◆ TEXT EXTRACT
My Letter re: California AB 2494

I recently submitted the following letter to the California State Assembly’s Natural Resources Committee. (Here’s their letter portal if you want to submit your own.) I was inspired by this call to action from Mendocino Trail Stewards.

Dear Chair Bryan and Members of the Committee —

I’m writing in support of AB 2494 and taking action to bring Demonstration Forest management into the 21st-century, and make it work for local communities, for local economies, and for local environmental health. I have lived most of my life on the Mendocino Coast, and now I live in LA but still spend at least month staying with family in the area every year. One of the most notable aspects of life in Mendocino County is that publicly accessible public lands are largely restricted to a thin strip along the coast. (I noticed this recently when visiting my brother in Humboldt county, which has significantly more accessible nature away from the coast.) The lack of public lands is mostly because the beautiful redwood forests by and large belong to logging companies. But it is also because our publicly owned demonstration forest, Jackson State Demonstration Forest, is managed more as a timber harvest operation than as a public good.

◆ WHAT TO DO
a) According to the letter about AB 2494, what is the name of the publicly owned demonstration forest in Mendocino County?
b) Repeat the rows below verbatim, starting at the line that contains "Box the forehead." and ending with the last line of the rows.

◆ TASK MATERIAL
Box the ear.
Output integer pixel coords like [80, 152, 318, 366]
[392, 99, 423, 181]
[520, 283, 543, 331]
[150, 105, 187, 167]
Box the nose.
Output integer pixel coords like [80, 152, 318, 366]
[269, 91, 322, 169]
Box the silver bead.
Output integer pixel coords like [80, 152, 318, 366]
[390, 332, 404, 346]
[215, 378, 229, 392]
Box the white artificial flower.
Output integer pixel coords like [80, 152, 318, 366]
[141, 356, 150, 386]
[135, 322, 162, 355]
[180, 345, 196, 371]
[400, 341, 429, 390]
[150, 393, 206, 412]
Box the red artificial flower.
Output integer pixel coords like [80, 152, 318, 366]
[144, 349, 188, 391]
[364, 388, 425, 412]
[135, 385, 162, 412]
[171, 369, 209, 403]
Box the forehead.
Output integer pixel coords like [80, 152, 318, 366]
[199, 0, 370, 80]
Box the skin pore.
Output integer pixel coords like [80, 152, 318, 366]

◆ COMPLETED EXERCISE
a) Jackson State Demonstration Forest

b)
Box the forehead.
Output integer pixel coords like [80, 152, 318, 366]
[199, 0, 370, 80]
Box the skin pore.
Output integer pixel coords like [80, 152, 318, 366]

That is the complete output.